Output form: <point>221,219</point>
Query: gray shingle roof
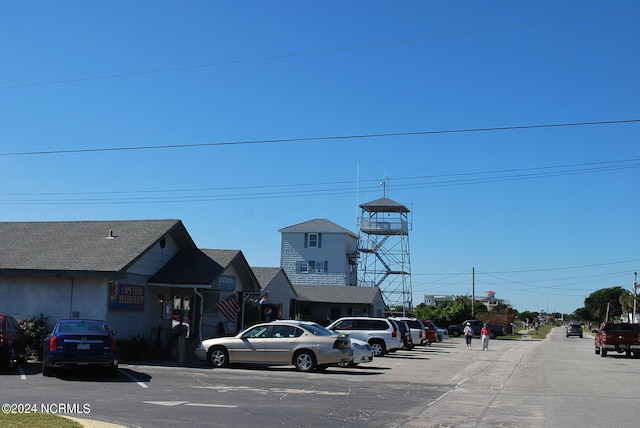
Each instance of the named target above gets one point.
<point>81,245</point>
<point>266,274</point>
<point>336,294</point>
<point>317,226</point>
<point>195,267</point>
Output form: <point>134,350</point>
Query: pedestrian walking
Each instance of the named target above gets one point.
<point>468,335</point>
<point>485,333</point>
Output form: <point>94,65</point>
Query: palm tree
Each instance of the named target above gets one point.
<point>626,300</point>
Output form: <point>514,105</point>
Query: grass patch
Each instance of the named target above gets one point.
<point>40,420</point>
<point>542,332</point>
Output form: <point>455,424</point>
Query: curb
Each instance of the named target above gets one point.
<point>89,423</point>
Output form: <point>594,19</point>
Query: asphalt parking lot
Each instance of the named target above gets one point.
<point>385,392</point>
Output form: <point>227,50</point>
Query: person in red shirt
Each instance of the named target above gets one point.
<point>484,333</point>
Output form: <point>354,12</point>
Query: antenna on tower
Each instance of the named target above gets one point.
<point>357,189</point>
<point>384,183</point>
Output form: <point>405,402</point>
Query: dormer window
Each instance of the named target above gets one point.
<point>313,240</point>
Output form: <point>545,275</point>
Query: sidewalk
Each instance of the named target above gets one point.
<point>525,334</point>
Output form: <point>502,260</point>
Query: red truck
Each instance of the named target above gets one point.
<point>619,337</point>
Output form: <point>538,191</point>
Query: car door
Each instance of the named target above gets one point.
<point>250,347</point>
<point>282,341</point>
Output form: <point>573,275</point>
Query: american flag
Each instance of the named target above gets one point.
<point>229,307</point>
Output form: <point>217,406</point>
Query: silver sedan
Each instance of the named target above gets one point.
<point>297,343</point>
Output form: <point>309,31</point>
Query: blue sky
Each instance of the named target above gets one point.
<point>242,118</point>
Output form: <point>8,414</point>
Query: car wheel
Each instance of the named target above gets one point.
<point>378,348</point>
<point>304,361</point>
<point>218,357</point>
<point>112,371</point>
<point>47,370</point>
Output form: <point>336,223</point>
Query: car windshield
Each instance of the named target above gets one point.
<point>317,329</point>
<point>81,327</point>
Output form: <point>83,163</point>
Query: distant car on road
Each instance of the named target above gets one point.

* * * * * * *

*Problem*. Render every line of the entries above as a Markdown table with the columns Index and Content, numbering the rows in order. Skip blank lines and leave out the picture.

*Output for this exercise*.
| Index | Content |
|---|---|
| 1 | Output form: <point>221,219</point> |
| 2 | Query: gray shingle roof |
| 3 | Each instance of the named target above gets one point. |
| 4 | <point>81,245</point> |
| 5 | <point>266,274</point> |
| 6 | <point>336,294</point> |
| 7 | <point>317,226</point> |
| 8 | <point>195,267</point> |
| 9 | Output form: <point>134,350</point> |
| 10 | Query: pedestrian walking |
| 11 | Each instance of the named target above gets one point. |
| 12 | <point>468,335</point> |
| 13 | <point>485,333</point> |
| 14 | Output form: <point>94,65</point> |
| 15 | Query: palm tree |
| 16 | Each instance of the named target above gets one point. |
| 17 | <point>626,300</point> |
| 18 | Output form: <point>514,105</point> |
| 19 | Query: grass patch |
| 20 | Each instance of the named target above gets one point. |
| 21 | <point>40,420</point> |
| 22 | <point>542,332</point> |
| 23 | Output form: <point>455,424</point> |
| 24 | Query: curb |
| 25 | Each instance of the named target above gets one point. |
| 26 | <point>89,423</point> |
| 27 | Output form: <point>594,19</point> |
| 28 | Query: asphalt parking lot |
| 29 | Each instance of the named target above gets one point. |
| 30 | <point>385,392</point> |
| 31 | Output form: <point>227,50</point> |
| 32 | Query: person in red shirt |
| 33 | Each instance of the named target above gets one point. |
| 34 | <point>484,333</point> |
| 35 | Output form: <point>354,12</point> |
| 36 | Query: antenna on tower |
| 37 | Each instance of the named target above gets one point. |
| 38 | <point>357,189</point> |
| 39 | <point>384,183</point> |
| 40 | Output form: <point>405,402</point> |
| 41 | Query: dormer window |
| 42 | Each instance of the named target above gets one point. |
| 43 | <point>313,240</point> |
| 44 | Output form: <point>545,275</point> |
| 45 | Query: sidewalk |
| 46 | Each instance of the named target above gets one point. |
| 47 | <point>525,334</point> |
| 48 | Output form: <point>502,260</point> |
| 49 | Query: red truck |
| 50 | Each instance of the named target above gets one point. |
| 51 | <point>619,337</point> |
| 52 | Output form: <point>538,191</point> |
| 53 | Query: car door |
| 54 | Each instance of the named target above gets one point. |
| 55 | <point>250,347</point> |
| 56 | <point>282,341</point> |
| 57 | Output form: <point>573,275</point> |
| 58 | Query: american flag |
| 59 | Each instance of the named target above gets one point. |
| 60 | <point>229,307</point> |
| 61 | Output form: <point>217,406</point> |
| 62 | Query: silver sedan |
| 63 | Each instance of the named target above gets one point. |
| 64 | <point>297,343</point> |
| 65 | Output form: <point>309,31</point> |
| 66 | Query: blue sky |
| 67 | Each instance of the named target above gets one point. |
| 68 | <point>242,118</point> |
| 69 | Output form: <point>8,414</point> |
| 70 | Query: car wheel |
| 71 | Each instance of the named target above gets one point. |
| 72 | <point>378,348</point> |
| 73 | <point>304,361</point> |
| 74 | <point>218,357</point> |
| 75 | <point>112,371</point> |
| 76 | <point>47,370</point> |
| 77 | Output form: <point>336,223</point> |
| 78 | Query: car windshield |
| 79 | Each instance of the named target above gets one point. |
| 80 | <point>317,329</point> |
| 81 | <point>81,327</point> |
| 82 | Output form: <point>83,163</point> |
| 83 | Query: distant car on road |
| 84 | Each instance of the named target above gets one point. |